Task details: Word for word, copy the line containing "Please mark the car roof" and each line after it in the records below, ending with the last line.

(Stored data entries)

---+---

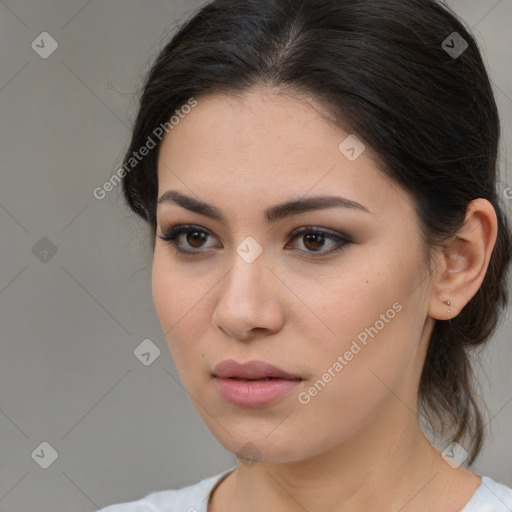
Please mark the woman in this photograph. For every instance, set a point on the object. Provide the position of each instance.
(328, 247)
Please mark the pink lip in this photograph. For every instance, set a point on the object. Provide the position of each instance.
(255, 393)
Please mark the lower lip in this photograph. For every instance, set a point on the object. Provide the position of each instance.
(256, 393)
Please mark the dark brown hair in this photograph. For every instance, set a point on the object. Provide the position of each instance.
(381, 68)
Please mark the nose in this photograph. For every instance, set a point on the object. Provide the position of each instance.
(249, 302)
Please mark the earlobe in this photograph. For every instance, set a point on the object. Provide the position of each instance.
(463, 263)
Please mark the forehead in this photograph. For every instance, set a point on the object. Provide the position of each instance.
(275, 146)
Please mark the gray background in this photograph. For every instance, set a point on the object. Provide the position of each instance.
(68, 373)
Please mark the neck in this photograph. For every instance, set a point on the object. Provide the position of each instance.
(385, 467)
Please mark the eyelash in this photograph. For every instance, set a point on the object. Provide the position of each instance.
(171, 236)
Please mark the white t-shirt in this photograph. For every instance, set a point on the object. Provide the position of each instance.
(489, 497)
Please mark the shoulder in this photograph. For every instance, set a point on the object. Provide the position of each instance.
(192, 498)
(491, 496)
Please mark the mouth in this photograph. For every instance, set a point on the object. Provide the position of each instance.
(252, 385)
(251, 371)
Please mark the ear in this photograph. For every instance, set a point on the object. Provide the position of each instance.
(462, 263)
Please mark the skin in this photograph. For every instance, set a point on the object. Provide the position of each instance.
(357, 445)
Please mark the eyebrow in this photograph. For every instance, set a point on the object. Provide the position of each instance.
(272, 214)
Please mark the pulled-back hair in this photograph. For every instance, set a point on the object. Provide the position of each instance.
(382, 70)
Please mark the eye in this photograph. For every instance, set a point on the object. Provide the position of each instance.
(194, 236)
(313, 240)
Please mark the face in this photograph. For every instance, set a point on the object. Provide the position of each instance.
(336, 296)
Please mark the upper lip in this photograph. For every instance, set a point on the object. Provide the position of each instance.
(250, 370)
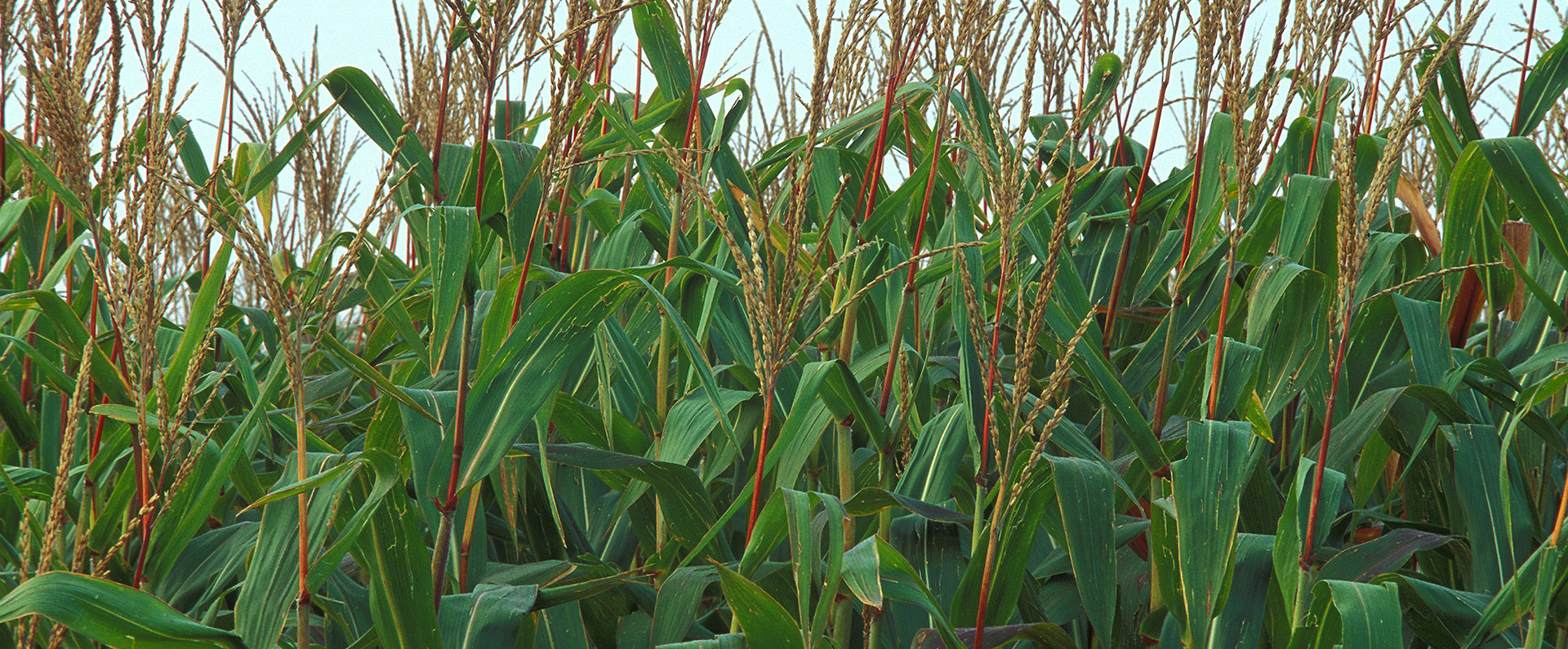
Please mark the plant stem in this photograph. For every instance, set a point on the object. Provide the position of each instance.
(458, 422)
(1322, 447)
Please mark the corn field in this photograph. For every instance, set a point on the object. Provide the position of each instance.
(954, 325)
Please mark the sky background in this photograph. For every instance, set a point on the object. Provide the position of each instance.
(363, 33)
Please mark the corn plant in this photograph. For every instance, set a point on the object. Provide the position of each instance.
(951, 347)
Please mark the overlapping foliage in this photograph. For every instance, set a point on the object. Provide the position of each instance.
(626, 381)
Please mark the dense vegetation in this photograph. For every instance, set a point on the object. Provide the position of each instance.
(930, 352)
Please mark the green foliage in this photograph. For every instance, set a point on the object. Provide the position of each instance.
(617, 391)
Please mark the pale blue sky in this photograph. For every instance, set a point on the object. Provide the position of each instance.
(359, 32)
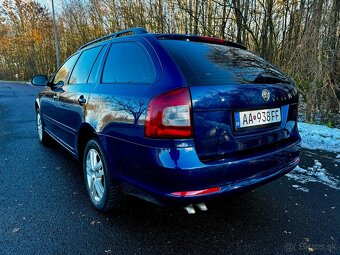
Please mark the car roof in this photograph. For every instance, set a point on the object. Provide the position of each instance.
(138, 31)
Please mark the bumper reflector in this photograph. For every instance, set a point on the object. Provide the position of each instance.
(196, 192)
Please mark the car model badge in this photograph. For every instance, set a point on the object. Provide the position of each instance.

---+---

Written response:
Please mark the car roof in this photograph. For every instance, set a point on the object. Provide the position of each instance.
(138, 31)
Please mark the bumper reflector in this photograph. For every instance, set a point on the object. Provide the position of each instance.
(196, 192)
Please mark the car model badge in this photograph. For every instance, set a point on the object. Provide the position of each instance.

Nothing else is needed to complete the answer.